──────── ROWS

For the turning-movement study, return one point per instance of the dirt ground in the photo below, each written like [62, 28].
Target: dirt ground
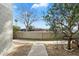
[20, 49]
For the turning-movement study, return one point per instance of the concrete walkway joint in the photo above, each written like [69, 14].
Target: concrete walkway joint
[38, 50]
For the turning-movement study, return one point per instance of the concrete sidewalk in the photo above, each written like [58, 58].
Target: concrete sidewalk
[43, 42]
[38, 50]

────────────────
──────── ROWS

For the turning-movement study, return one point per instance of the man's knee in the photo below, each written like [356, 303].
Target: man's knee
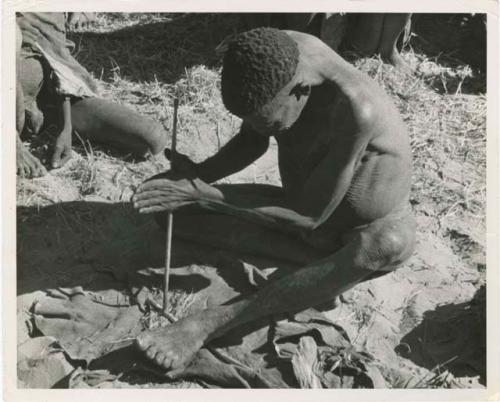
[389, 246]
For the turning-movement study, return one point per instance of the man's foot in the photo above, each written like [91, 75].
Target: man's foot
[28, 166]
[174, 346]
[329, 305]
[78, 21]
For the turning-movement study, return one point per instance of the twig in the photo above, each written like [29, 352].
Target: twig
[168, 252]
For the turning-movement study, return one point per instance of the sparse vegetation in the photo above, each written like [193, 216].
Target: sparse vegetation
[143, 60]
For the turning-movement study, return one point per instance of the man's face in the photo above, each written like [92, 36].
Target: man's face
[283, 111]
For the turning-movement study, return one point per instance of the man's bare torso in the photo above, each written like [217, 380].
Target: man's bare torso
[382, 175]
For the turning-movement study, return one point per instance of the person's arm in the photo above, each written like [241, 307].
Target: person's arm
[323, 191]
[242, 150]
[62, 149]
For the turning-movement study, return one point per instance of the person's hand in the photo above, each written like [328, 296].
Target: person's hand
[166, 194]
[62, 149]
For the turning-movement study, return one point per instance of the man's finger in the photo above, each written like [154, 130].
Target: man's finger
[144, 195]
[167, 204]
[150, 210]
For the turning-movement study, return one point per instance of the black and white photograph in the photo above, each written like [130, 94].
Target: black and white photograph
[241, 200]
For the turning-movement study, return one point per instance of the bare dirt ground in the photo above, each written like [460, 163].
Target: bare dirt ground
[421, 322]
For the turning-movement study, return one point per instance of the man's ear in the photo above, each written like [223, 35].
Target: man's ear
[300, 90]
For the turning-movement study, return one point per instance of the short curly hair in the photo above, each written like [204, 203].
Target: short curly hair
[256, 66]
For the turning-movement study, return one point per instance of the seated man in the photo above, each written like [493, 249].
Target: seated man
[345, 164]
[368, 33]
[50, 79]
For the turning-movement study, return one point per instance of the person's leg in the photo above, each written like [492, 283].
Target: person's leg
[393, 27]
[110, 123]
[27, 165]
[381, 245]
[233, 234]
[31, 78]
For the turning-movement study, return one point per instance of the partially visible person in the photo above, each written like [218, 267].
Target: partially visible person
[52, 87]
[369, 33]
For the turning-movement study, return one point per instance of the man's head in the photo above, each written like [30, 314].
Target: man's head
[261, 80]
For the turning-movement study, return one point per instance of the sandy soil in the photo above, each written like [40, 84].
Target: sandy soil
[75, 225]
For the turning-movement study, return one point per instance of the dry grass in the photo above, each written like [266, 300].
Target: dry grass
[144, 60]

────────────────
──────── ROWS

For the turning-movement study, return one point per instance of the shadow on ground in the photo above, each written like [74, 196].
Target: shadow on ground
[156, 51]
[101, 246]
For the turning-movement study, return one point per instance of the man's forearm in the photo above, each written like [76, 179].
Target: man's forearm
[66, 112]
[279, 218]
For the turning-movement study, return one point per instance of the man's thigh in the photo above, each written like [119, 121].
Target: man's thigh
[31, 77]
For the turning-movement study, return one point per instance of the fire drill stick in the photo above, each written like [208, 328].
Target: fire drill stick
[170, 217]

────────────────

__PROBLEM DESCRIPTION__
Count the lines in the records above that contain the string "ground", matching case exactly. Give only the number.

__RESULT__
6